> **DOCUMENT SECTION**:
##########
Amber (17 months ago)
One of my favorite places to visit in Naples. Bring a picnic and don't miss the baptismal faunt
Stefano Fristachi (18 months ago)
Beautiful site, open space, under the sky. Ancient Temple with famous Sibilla Antrous Very interesting . Only 4€ . You can buy a global ticket to visit whit other flegrei sites. I suggest to visit with Baia Castel, Anfiteatro Flavio and Baia Therms .
Jason Tiearney (19 months ago)
This site is a hidden gem and has so many great connections to the Greek history of this part of Italy. Especially notable are the long, eerie Temple of the Sibyl and the ruins of two Greek temples, one to Apollo and one to Zeus. To top it off the views of the sea are beautiful. A must visit if you have an interest in the ancient Greek history of southern Italy.
Vicente Gracia (2 years ago)
It takes the worth the visit if you are nearby. The first Sunday of the month is free. Nice views from the temple and Sybila's cave has something mystic and special (go of you want to know) that makes it an almost for stars. Roman crypt was closed and another higher pay off the ruins too.
Christian Schenk (2 years ago)
A very interesting historic site - it is really a pity that it is not more known. Really, a fascinating place, wonderfully located, with a marvelous view towards the islands, and in a nice, park-like atmosphere. Don't miss it, it is only a few minutes from Baiae with the car.
##########
> **SUPPLIED MATERIAL**:
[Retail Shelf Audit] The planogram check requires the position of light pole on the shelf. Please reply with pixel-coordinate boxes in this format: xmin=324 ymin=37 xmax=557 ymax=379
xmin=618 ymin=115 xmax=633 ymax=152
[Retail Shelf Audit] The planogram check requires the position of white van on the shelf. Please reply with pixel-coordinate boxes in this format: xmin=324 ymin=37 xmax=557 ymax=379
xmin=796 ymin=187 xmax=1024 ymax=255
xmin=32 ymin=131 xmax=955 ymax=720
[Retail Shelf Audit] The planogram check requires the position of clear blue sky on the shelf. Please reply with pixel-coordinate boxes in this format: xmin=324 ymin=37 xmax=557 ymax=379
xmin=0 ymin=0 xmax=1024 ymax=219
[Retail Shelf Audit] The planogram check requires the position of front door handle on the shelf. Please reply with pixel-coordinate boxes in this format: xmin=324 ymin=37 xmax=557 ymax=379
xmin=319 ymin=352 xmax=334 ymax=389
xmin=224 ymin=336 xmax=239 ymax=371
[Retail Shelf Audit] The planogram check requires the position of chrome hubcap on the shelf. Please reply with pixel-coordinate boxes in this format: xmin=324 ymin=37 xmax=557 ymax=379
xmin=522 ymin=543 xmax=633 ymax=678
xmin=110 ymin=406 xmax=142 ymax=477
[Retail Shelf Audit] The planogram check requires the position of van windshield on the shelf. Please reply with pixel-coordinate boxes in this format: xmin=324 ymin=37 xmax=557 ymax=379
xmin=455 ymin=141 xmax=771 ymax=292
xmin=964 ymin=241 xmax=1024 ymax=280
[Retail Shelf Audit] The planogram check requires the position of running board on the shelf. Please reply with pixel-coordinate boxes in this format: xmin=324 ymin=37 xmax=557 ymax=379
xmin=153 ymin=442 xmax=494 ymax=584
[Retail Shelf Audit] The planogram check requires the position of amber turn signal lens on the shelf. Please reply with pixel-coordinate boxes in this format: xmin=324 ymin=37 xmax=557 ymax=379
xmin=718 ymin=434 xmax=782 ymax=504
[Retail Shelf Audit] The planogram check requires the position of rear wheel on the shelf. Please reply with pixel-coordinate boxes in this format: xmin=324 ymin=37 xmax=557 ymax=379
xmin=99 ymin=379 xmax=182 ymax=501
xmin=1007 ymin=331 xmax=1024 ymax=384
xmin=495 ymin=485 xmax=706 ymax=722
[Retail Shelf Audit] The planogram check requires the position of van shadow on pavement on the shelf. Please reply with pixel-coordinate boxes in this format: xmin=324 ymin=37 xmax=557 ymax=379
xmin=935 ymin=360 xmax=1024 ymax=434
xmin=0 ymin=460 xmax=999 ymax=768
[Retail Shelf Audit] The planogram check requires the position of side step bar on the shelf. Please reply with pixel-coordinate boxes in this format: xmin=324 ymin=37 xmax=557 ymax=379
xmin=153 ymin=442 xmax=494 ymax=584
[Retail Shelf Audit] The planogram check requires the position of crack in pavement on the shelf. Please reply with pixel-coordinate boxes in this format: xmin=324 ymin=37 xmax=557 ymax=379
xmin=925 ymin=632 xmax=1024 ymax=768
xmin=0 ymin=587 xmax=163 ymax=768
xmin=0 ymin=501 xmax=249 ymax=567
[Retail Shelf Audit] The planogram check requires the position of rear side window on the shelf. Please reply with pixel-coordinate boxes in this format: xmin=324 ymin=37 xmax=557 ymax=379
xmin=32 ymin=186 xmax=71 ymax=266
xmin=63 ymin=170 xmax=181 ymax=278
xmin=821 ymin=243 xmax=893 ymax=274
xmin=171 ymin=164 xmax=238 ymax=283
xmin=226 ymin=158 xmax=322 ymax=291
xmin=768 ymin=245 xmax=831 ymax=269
##########
> **WRITTEN PROBLEM A**:
Repeat a passage of the visitor reviews, beginning at the words "Jason Tiearney (19" and stopping after "Schenk (2 years ago)", and swap "Greek" for "Hellenic" throughout it.
> **WRITTEN PROBLEM B**:
Do these statements agree with the visitor reviews? (i) Entry to the site costs 4€. (ii) Admission is free on the first Sunday of the month. (iii) The Roman crypt was open to visitors. For each, answer yes or no and quote the deciding words.
The listing is separate material, apart from the visitor reviews.

> **CORRECT RESULT A**:
Jason Tiearney (19 months ago)
This site is a hidden gem and has so many great connections to the Hellenic history of this part of Italy. Especially notable are the long, eerie Temple of the Sibyl and the ruins of two Hellenic temples, one to Apollo and one to Zeus. To top it off the views of the sea are beautiful. A must visit if you have an interest in the ancient Hellenic history of southern Italy.
Vicente Gracia (2 years ago)
It takes the worth the visit if you are nearby. The first Sunday of the month is free. Nice views from the temple and Sybila's cave has something mystic and special (go of you want to know) that makes it an almost for stars. Roman crypt was closed and another higher pay off the ruins too.
Christian Schenk (2 years ago)

> **CORRECT RESULT B**:
(i) Yes: "Only 4€ ."
(ii) Yes: "The first Sunday of the month is free."
(iii) No: "Roman crypt was closed"